Task instructions:
In the entries below, how many lines contain the word "tarmac"? State the number and nothing more.

Available records:

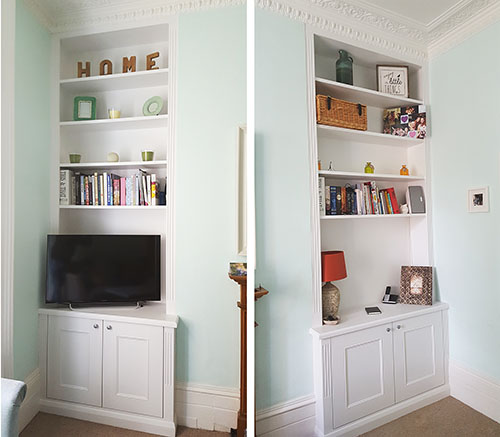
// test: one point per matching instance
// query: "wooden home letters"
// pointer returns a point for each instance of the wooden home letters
(128, 64)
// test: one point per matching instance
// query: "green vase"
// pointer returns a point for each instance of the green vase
(344, 68)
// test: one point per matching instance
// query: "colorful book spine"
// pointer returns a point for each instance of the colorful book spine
(333, 201)
(128, 191)
(65, 195)
(321, 193)
(123, 191)
(116, 190)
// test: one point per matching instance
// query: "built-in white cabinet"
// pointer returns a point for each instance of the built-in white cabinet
(418, 355)
(112, 365)
(74, 366)
(133, 368)
(363, 373)
(370, 367)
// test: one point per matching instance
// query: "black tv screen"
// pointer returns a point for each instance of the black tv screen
(103, 268)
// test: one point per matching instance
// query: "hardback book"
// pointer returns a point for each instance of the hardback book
(394, 200)
(128, 191)
(148, 187)
(328, 203)
(321, 189)
(116, 190)
(65, 194)
(123, 191)
(153, 190)
(415, 199)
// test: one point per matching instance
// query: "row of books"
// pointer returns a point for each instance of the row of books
(108, 189)
(361, 199)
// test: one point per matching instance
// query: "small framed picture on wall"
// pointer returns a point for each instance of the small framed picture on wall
(393, 79)
(477, 200)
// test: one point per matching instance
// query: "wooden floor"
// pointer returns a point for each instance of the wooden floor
(49, 425)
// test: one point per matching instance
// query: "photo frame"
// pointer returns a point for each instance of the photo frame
(393, 79)
(478, 200)
(416, 285)
(84, 108)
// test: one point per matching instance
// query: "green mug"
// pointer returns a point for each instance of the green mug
(75, 158)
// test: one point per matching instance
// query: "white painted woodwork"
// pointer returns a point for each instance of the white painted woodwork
(74, 360)
(133, 368)
(418, 355)
(362, 368)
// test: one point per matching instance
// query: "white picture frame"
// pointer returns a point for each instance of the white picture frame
(393, 80)
(478, 200)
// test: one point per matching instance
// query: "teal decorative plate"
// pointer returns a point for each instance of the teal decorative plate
(153, 106)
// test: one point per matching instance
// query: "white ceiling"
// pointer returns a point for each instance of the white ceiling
(426, 13)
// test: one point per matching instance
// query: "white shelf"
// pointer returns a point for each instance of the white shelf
(120, 81)
(347, 175)
(370, 216)
(109, 165)
(142, 208)
(355, 320)
(359, 136)
(364, 96)
(154, 121)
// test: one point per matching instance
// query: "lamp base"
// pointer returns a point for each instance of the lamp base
(331, 301)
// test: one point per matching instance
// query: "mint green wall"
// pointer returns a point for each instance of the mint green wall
(31, 155)
(283, 344)
(211, 105)
(465, 92)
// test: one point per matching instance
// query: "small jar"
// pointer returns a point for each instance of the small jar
(369, 168)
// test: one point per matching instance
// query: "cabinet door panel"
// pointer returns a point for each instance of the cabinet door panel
(74, 360)
(418, 355)
(363, 379)
(133, 368)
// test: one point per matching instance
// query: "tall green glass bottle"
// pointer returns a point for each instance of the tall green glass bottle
(344, 68)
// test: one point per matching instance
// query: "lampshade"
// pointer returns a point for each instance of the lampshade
(333, 265)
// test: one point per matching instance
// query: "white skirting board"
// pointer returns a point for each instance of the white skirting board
(31, 403)
(297, 418)
(290, 419)
(197, 406)
(475, 390)
(206, 407)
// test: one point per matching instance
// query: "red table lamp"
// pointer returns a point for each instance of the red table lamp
(333, 269)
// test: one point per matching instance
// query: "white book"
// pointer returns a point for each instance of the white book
(321, 187)
(65, 177)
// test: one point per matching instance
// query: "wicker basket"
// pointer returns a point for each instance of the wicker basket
(336, 112)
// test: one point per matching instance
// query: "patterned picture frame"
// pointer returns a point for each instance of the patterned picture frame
(416, 285)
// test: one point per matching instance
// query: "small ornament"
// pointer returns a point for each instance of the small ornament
(113, 157)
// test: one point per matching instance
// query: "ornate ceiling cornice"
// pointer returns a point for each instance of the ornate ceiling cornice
(354, 20)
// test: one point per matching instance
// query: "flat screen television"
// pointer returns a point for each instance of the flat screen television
(102, 268)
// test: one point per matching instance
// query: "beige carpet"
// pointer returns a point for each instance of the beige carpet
(446, 418)
(49, 425)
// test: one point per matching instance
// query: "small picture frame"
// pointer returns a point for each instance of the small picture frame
(84, 108)
(416, 285)
(478, 200)
(393, 79)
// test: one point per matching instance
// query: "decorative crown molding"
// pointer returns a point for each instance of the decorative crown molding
(73, 15)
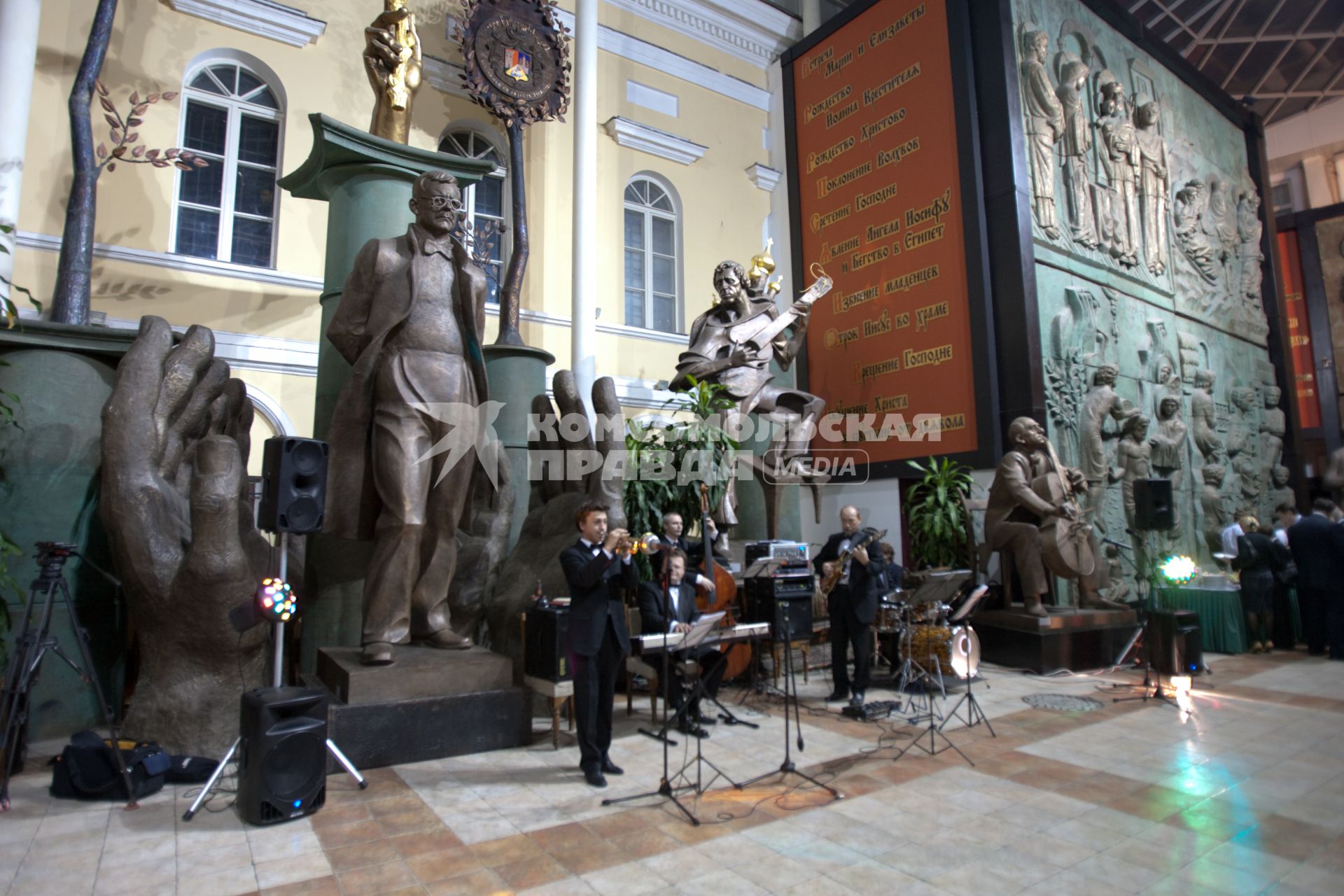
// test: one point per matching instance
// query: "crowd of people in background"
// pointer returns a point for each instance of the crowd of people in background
(1304, 554)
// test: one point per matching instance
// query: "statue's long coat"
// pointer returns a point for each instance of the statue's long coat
(377, 298)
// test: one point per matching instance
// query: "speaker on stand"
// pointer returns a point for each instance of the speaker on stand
(283, 743)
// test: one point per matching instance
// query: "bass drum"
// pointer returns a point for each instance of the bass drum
(965, 652)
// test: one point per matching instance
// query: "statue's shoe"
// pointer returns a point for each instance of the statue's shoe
(447, 640)
(377, 653)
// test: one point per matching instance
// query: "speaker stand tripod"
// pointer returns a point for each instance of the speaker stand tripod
(31, 647)
(1148, 605)
(277, 680)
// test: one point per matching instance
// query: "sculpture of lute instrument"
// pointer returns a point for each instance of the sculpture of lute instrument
(867, 538)
(1065, 540)
(760, 330)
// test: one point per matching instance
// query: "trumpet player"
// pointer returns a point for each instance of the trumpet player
(597, 568)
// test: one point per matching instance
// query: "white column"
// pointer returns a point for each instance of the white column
(584, 289)
(811, 16)
(18, 61)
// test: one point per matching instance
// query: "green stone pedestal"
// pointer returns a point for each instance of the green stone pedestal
(517, 374)
(368, 183)
(49, 492)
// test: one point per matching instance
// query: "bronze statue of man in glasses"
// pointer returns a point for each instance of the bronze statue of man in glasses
(410, 323)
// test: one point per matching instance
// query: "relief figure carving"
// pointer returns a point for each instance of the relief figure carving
(1044, 122)
(1189, 229)
(1120, 164)
(1154, 186)
(1203, 416)
(1074, 146)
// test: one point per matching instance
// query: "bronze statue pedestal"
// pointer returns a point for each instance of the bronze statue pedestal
(1066, 638)
(429, 704)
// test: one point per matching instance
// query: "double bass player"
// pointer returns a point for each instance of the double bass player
(1018, 514)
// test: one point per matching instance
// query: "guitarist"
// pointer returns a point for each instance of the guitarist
(853, 603)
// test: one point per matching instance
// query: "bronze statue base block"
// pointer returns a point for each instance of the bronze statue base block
(428, 704)
(416, 673)
(1063, 640)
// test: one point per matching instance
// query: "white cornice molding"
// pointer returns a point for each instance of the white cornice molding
(748, 30)
(445, 77)
(261, 18)
(46, 242)
(670, 64)
(632, 134)
(764, 176)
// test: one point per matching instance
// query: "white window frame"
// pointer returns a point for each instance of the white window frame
(483, 136)
(234, 108)
(650, 214)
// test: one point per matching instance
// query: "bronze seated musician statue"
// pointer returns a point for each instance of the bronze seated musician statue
(1032, 514)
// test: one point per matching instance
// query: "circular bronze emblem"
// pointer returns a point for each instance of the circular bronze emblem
(517, 59)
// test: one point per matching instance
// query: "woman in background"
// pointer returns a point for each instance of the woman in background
(1257, 558)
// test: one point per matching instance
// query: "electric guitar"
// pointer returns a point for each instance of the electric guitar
(869, 536)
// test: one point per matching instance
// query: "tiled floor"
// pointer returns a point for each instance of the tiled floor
(1245, 796)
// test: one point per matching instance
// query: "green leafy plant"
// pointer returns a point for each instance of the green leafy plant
(10, 309)
(667, 461)
(934, 514)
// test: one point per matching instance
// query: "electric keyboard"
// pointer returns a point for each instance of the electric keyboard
(655, 643)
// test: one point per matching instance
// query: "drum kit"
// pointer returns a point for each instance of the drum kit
(929, 628)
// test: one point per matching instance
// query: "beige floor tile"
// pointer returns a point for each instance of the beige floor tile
(226, 881)
(289, 871)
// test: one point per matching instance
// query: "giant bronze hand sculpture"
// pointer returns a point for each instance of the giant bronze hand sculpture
(178, 512)
(393, 65)
(549, 527)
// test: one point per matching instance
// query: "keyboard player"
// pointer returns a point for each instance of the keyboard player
(675, 612)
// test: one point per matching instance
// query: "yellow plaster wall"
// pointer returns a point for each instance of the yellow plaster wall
(152, 46)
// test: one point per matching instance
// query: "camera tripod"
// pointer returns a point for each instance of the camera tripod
(277, 680)
(30, 649)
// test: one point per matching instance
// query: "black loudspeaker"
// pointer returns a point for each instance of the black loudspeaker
(1154, 508)
(1176, 643)
(547, 657)
(283, 754)
(293, 485)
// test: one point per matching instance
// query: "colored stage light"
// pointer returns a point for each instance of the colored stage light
(277, 599)
(1179, 570)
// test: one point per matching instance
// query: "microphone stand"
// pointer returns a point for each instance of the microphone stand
(666, 788)
(790, 692)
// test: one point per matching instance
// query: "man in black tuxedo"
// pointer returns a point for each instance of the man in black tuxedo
(672, 538)
(675, 612)
(598, 640)
(853, 605)
(1317, 547)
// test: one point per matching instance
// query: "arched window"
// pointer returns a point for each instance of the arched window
(483, 204)
(652, 261)
(234, 120)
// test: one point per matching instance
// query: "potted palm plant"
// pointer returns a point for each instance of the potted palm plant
(934, 514)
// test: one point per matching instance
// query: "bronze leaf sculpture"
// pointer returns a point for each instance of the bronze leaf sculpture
(178, 512)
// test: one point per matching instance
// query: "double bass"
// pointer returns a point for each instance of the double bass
(1065, 540)
(738, 656)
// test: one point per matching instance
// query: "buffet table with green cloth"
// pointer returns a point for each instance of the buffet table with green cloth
(1221, 624)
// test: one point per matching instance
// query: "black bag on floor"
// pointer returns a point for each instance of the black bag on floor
(88, 769)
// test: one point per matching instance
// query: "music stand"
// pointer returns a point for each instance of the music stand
(974, 713)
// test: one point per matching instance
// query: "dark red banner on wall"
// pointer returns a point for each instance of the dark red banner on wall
(1301, 363)
(879, 194)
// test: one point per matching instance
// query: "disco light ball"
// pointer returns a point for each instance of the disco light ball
(1179, 570)
(277, 599)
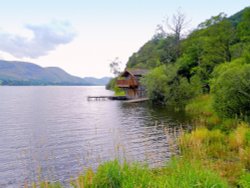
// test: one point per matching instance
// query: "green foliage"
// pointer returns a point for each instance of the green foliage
(244, 26)
(244, 181)
(231, 89)
(178, 173)
(165, 86)
(183, 173)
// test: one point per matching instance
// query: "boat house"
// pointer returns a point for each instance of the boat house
(129, 80)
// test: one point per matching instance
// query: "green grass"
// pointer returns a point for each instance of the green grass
(177, 173)
(216, 153)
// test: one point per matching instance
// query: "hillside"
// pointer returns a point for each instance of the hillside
(23, 73)
(161, 50)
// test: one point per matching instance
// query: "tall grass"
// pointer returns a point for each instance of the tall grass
(177, 173)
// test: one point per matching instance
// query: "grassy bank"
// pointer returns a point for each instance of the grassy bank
(215, 154)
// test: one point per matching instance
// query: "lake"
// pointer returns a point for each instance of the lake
(54, 133)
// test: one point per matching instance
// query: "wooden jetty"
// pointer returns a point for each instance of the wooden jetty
(120, 98)
(136, 100)
(100, 98)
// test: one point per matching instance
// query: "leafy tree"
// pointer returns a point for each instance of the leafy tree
(244, 26)
(231, 89)
(166, 87)
(115, 66)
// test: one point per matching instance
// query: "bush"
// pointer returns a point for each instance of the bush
(231, 89)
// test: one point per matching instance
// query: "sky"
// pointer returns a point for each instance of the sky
(84, 36)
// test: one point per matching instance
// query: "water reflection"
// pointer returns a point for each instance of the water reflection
(54, 133)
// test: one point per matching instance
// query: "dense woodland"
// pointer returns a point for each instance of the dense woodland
(212, 59)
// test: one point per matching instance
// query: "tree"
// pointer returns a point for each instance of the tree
(231, 89)
(177, 24)
(115, 66)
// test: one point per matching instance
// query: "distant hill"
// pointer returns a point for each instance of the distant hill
(23, 73)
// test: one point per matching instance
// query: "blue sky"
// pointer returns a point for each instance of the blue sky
(83, 37)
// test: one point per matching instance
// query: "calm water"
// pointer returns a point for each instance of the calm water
(54, 133)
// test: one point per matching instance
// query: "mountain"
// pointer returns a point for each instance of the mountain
(23, 73)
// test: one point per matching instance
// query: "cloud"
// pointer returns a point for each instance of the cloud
(45, 39)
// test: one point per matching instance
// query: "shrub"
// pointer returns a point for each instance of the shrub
(231, 90)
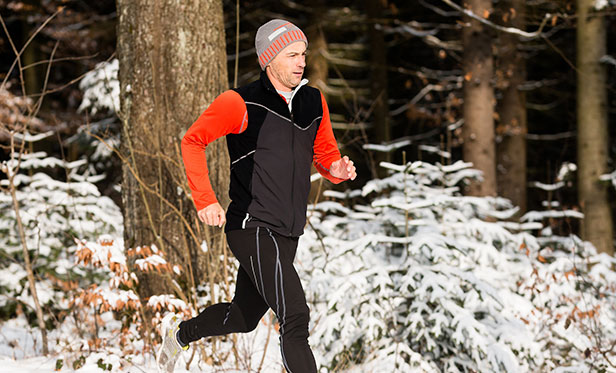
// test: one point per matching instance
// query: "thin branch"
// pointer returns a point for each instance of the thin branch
(509, 30)
(18, 54)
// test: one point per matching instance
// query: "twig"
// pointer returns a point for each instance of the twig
(509, 30)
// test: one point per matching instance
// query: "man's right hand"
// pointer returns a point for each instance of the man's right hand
(212, 215)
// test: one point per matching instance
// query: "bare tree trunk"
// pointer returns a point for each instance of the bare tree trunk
(592, 124)
(378, 81)
(316, 61)
(512, 129)
(318, 73)
(478, 129)
(172, 65)
(29, 270)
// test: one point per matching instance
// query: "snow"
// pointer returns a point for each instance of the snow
(402, 275)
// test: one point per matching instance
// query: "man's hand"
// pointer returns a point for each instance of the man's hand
(343, 169)
(212, 215)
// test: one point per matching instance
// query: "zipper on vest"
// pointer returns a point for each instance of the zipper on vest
(292, 174)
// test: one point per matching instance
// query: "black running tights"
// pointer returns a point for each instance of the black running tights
(266, 279)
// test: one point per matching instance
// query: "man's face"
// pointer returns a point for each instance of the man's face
(286, 69)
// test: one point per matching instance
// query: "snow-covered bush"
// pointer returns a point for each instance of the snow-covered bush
(425, 279)
(57, 201)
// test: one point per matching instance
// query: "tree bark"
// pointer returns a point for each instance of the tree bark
(318, 73)
(478, 129)
(512, 129)
(172, 65)
(592, 124)
(378, 82)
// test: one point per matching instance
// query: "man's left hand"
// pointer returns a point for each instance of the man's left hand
(343, 169)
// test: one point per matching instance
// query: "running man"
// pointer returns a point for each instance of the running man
(276, 127)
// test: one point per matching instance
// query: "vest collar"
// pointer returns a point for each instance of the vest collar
(270, 87)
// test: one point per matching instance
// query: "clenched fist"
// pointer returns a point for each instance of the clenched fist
(213, 215)
(343, 169)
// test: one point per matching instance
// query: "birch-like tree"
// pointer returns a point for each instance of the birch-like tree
(172, 66)
(478, 129)
(592, 124)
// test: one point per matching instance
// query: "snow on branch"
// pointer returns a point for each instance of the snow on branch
(509, 30)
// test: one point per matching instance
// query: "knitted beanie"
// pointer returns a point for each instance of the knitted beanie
(273, 37)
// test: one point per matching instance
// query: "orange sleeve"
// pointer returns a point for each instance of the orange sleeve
(325, 147)
(227, 114)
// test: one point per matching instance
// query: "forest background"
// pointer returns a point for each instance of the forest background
(102, 92)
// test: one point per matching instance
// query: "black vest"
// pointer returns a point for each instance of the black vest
(271, 159)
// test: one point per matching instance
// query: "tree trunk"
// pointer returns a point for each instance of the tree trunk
(593, 134)
(378, 82)
(318, 72)
(478, 129)
(512, 129)
(172, 65)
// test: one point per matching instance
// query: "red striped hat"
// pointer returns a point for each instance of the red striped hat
(273, 37)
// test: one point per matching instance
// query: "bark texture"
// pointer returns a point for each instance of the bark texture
(478, 129)
(592, 124)
(172, 66)
(512, 129)
(378, 82)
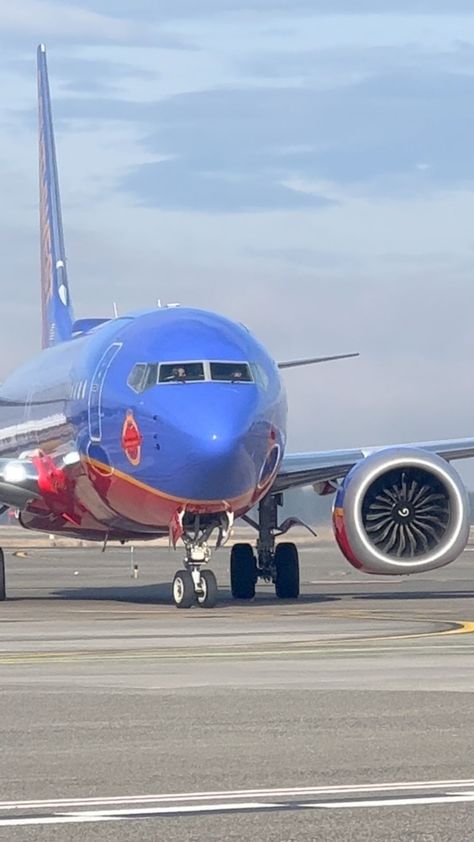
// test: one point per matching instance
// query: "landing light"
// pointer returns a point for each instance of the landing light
(14, 473)
(71, 458)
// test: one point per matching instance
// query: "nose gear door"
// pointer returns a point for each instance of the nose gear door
(96, 389)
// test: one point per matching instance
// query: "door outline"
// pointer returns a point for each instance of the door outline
(96, 389)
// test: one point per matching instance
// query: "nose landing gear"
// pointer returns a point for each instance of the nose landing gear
(195, 584)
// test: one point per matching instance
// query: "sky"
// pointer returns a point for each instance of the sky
(303, 166)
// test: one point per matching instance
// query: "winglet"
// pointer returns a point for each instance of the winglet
(57, 315)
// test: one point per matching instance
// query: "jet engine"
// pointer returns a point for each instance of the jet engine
(401, 510)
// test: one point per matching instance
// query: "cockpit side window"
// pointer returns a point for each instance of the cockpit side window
(137, 376)
(181, 372)
(233, 372)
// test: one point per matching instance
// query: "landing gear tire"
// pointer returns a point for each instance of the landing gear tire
(207, 596)
(3, 589)
(243, 571)
(183, 589)
(287, 580)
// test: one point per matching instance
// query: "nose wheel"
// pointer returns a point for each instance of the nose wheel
(195, 585)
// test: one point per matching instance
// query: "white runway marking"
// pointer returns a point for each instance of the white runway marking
(136, 807)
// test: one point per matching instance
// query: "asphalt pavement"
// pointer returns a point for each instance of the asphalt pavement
(345, 715)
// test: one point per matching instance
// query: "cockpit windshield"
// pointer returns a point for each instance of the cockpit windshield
(181, 372)
(235, 372)
(145, 375)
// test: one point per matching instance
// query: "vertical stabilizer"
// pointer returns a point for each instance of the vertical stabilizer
(57, 316)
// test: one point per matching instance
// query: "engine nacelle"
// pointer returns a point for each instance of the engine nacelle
(401, 510)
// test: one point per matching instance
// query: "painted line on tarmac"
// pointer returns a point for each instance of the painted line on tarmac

Response for this exercise:
2